# Problem to solve
Copy the items word for word, from their first line down to and including the line that contains "point(247, 19)".

---+---

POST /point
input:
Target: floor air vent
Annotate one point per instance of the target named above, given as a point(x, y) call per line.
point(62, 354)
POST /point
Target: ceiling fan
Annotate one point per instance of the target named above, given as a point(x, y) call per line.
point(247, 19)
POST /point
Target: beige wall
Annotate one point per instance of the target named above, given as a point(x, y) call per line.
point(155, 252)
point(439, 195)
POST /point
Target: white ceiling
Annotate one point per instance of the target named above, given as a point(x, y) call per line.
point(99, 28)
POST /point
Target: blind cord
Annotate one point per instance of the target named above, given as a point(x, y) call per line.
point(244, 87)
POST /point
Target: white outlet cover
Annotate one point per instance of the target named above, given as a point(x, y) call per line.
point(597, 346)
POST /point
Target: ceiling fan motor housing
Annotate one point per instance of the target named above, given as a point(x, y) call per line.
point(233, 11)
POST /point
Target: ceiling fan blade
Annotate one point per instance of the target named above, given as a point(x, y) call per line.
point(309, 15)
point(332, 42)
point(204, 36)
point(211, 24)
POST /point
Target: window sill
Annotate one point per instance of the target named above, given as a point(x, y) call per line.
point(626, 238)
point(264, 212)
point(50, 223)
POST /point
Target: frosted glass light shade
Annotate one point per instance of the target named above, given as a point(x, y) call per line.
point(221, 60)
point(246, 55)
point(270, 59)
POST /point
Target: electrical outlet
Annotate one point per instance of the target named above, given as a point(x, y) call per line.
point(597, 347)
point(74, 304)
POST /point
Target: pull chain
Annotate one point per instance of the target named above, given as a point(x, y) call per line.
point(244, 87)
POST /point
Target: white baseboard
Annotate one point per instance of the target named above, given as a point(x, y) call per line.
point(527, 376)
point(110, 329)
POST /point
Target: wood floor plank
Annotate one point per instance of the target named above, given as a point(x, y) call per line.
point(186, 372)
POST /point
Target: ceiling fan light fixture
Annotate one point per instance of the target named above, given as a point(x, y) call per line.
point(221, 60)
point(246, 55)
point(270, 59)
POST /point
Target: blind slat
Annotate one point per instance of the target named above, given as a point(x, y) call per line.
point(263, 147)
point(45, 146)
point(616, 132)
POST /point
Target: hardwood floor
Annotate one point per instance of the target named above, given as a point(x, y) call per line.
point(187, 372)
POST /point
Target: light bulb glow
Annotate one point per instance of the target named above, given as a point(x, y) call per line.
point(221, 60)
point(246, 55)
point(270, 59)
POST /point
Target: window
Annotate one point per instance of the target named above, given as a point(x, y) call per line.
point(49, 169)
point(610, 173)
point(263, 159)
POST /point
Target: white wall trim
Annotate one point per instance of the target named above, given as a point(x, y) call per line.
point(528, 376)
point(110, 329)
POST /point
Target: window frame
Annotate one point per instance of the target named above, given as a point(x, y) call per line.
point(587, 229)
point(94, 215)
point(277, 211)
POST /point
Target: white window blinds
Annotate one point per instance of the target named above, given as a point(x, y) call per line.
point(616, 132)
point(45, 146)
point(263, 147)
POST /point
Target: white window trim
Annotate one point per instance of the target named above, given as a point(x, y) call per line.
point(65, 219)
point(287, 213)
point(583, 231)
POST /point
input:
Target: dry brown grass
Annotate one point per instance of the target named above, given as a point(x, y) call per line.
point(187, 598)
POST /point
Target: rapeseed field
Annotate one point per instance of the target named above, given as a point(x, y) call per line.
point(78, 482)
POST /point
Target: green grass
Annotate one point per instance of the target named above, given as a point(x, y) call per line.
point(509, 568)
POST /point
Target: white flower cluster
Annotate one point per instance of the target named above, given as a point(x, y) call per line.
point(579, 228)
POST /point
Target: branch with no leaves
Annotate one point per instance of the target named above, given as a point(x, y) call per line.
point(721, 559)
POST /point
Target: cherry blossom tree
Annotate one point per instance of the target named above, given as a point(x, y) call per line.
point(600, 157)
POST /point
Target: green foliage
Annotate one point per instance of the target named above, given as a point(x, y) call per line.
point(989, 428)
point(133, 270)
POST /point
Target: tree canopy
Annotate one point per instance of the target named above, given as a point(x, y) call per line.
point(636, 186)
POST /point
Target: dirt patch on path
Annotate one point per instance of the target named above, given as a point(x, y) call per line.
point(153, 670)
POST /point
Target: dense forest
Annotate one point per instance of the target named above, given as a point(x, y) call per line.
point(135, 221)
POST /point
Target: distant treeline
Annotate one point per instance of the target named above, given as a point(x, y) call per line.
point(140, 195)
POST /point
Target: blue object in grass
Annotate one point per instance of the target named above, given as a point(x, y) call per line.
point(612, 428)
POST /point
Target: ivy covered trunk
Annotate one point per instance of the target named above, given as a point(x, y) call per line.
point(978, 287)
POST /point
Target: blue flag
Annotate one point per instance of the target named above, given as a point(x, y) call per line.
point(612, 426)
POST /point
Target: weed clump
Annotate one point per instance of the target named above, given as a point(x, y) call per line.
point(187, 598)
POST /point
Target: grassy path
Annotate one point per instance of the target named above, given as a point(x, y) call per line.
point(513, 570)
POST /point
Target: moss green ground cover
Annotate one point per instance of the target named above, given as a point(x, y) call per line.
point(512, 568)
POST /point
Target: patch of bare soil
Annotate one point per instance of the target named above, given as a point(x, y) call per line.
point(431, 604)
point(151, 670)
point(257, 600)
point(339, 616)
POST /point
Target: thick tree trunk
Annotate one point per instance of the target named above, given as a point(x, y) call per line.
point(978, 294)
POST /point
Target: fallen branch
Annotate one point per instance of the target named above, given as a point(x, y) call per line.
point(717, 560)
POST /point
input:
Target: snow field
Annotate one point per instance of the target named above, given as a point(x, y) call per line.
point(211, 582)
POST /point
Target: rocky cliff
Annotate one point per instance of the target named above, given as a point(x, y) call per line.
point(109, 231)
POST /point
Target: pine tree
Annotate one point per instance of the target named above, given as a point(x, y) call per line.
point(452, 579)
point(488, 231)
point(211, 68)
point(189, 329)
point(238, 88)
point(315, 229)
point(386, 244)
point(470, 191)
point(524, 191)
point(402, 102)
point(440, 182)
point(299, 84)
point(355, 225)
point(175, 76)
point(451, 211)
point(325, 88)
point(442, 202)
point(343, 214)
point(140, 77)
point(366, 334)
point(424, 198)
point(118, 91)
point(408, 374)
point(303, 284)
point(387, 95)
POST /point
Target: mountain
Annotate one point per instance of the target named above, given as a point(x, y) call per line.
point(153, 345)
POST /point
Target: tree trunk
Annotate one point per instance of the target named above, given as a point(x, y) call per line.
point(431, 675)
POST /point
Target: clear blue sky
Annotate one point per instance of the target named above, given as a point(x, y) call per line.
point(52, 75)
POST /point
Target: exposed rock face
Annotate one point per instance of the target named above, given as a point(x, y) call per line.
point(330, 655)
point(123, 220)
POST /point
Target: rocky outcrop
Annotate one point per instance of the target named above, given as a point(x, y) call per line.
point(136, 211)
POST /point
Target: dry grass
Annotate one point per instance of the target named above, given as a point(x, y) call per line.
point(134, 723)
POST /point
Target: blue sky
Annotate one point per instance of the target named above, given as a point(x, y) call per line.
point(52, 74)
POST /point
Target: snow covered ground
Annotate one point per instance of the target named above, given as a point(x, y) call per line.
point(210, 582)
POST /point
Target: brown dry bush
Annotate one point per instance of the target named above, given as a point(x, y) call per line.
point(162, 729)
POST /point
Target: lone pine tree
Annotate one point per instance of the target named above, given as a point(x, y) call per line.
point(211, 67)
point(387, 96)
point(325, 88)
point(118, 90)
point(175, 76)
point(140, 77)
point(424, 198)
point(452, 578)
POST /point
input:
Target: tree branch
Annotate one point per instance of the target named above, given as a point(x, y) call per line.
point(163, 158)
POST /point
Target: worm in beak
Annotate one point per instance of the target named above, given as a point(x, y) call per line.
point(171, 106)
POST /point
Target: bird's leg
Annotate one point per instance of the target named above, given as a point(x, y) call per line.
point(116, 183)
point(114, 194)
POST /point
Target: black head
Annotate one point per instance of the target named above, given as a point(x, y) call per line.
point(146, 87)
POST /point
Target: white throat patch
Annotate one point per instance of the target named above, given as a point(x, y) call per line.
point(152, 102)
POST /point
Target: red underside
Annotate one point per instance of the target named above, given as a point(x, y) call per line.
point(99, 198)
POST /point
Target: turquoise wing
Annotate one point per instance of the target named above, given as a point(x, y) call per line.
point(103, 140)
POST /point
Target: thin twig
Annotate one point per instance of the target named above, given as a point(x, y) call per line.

---+---

# In response
POST /point
input:
Target: floor air vent
Annotate one point per instance of the target named above, given as a point(x, y) call per line.
point(62, 354)
POST /point
Target: ceiling fan
Annotate one point per instance of the target named above, given as a point(x, y) call per line.
point(247, 19)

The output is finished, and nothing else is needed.